Вот, к примеру, начало одной пародии весьма популярного в 20-е годы сатирика и пародиста Арго:
«Шестьдесят верст по Ярославской дороге, станция Антоновка, деревня Малая Толстовка (разрядка моя. — Б.С.), у крестьянина Кулаченкова, в отдаленной местности, за пустырем, во дворе злые собаки» — таково летнее местожительство прозаика и поэта Сергея Малашкина…
Сергей Малашкин, в широкой блузе особого покроя, босой, засунув большие пальцы каждой руки за пояс, стоял посередине комнаты и думал, что он похож на Льва Толстого.
Как видим, жало художественной сатиры пародиста направлено в ту же цель, в какую метили Архангельский и Зощенко.
Дело, однако, тут было не только в тяге прозаиков 20-х годов к так называемому психологизму. Гораздо более мощной, более влиятельной стала тогда совсем другая «антипушкинская» тенденция.
…Все было попятно, за исключением совершенно непонятного слова»гомоза»… Гомоза? Что такое гомоза?.. Все это чепуха, уверяю вас!..
Эту недоумевающую и раздраженную реплику в «Театральном романе» Булгакова произносит герой в ту пору своей жизни, когда он только начал приобщаться к профессиональным литературным занятиям. С почтительным ужасом рассматривает он название книги знаменитого писателя Егора Агапенова. Книга называется «Тетю-шапская гомоза».
В облике булгаковского Егора Агапенова легко угадывается Борис Пильняк. Но «гомоза» — это не только про Пильняка. Это — про многих.
Андрей Платонов в своей короткой блистательной статье об Александре Архангельском вспоминает, как он задал однажды знаменитому пародисту вопрос: почему тот не напишет сочинения на тему, которая не была бы им выведена из произведения другого автора?
Архангельский ответил:
— Не хочу. Я не могу написать двух слов — «Наступило утро», или «Она загадочно улыбнулась», или так: «Елизавета, опершись двумя пальцами правой нежной руки, на одном из которых было надето обручальное кольцо червонного золота, и чуть касаясь тыльной стороной левой руки своего бедра, крутого и доброго от долголетней цветущей женственности, изредка моргая веками для смачивания горькой влагой своих синих (или голубых, или серых, или задумчиво-грустных) глаз, и в то же время слегка размышляя мыслями в голове под каштановыми волосами, только что утром вымытыми ромашкой для укрепления корней, размышляя относительно счастливого будущего Петра и блестящей карьеры Евгения, из которых первый был ее братом, архитектором, а второй мужем, инженером и крупнейшим облицовочником страны, в окно глядела, а там уже давно встало ослепительное солнце и вся площадка строительства гремела механизмами, словно укоряя Елизавету за ее позднее пробуждение после вчерашнего содержательного вечера, где за чашкой чая она, как жена мужа, принимала участие в обсуждении норм и расценок, сидя в кручу специалистов и знатных кладчиков кирпичей».

*ЗАДАНИЕ 1*
Выведите без изменений отрезок текста о литературных пародиях 20-х годов от «Андрей Платонов в» до «произведения другого автора?».
*ЗАДАНИЕ 2*
Допишите следующую часть текста о литературных пародиях 20-х годов, начиная сразу после его последнего предложения.

*ВЫДЕРЖКА ИЗ ЗАПИСЕЙ*
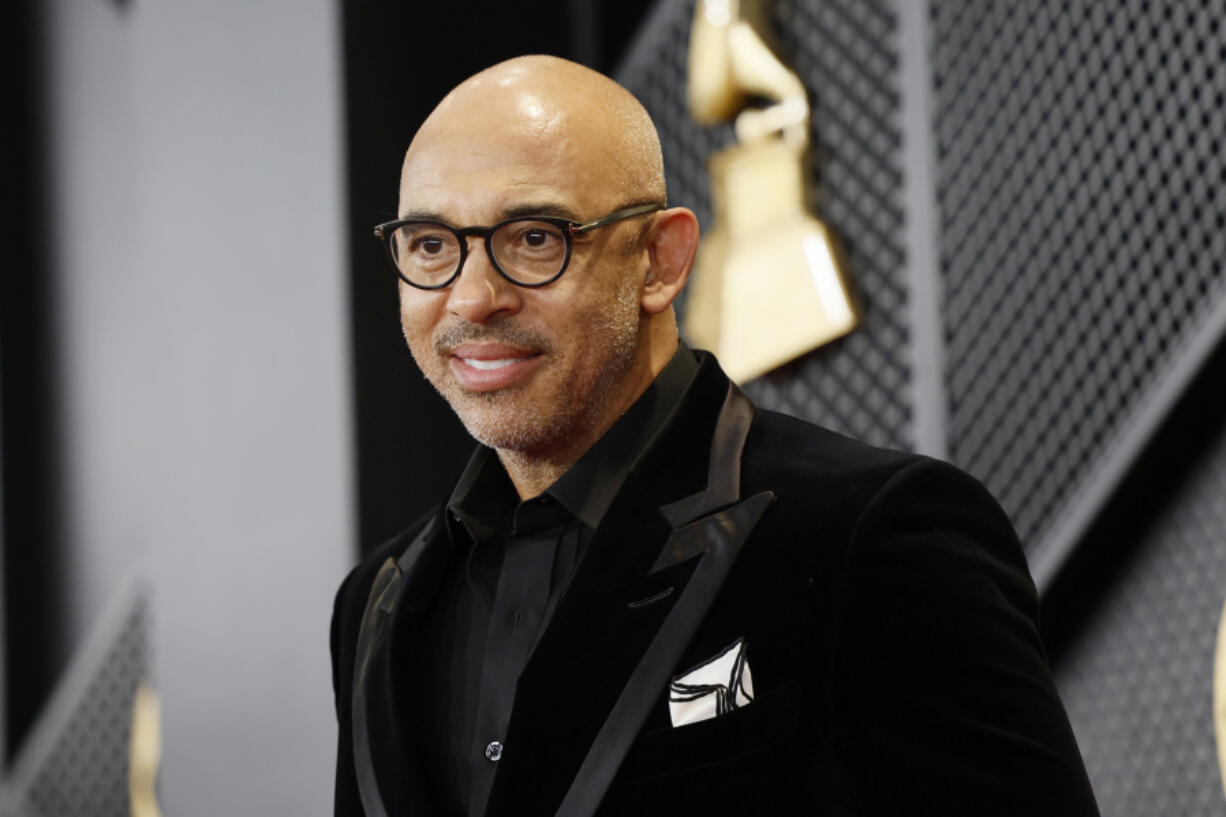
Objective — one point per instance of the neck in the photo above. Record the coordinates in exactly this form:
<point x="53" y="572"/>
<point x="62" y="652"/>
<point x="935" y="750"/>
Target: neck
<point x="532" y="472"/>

*ГОТОВЫЙ ОТВЕТ 1*
Андрей Платонов в своей короткой блистательной статье об Александре Архангельском вспоминает, как он задал однажды знаменитому пародисту вопрос: почему тот не напишет сочинения на тему, которая не была бы им выведена из произведения другого автора?

*ГОТОВЫЙ ОТВЕТ 2*
— А как же нужно бы написать, Александр Григорьевич?
— Я бы написал: «Елизавета была стервой и глядела в окно».
Эта полная сарказма импровизированная пародия, которую приводит Платонов, отличается от обычных пародий Архангельского тем, что пародируемому объекту здесь противопоставлена некая ироническая альтернатива: как надо было бы написать.
Совершенно тот же пародийный прием мы находим у Зощенко:
Автор признается, что он не раз пробовал проникать в секрет художественного описания, в тот секрет, которым с такой завидной легкостью владеют наши современные гиганты литературы.
Однако бедность слов и нерешительность мыслей не дозволяли автору слишком углубляться в девственные сферы русской художественной прозы…
Однако автор все же попробует окунуться в высокую художественную литературу:
Море булькотело… Вдруг кругом что-то закурчавилось, затыркало, заколюжило. Это молодой человек рассупонил свои плечи и засупонил руку в боковой карман.
В мире была скамейка. И вдруг в мир неожиданно вошла папироска. Это закурил молодой человек, любовно взглянув на девушку.
Море булькотело… Трава немолчно шебуршала. Суглинки и супеси дивно осыпались под ногами влюбленных.
Девушка шамливо и раскосо капоркнула, крюкая сирень. Кругом опять что-то художественно заколюжило, затыркало, закурчавилось. И спектральный анализ озарил вдруг своим дивным несказанным блеском холмистую местность…
А ну его к черту! Не выходит. Автор имеет мужество сознаться, что у него нету дарования к так называемой художественной литературе…
Одним словом, не вдаваясь в искусство речи, скажем, что наши влюбленные сидели над озером и вели длинные и нескончаемые любовные беседы…
Иными словами: «Елизавета была стерва и глядела в окно».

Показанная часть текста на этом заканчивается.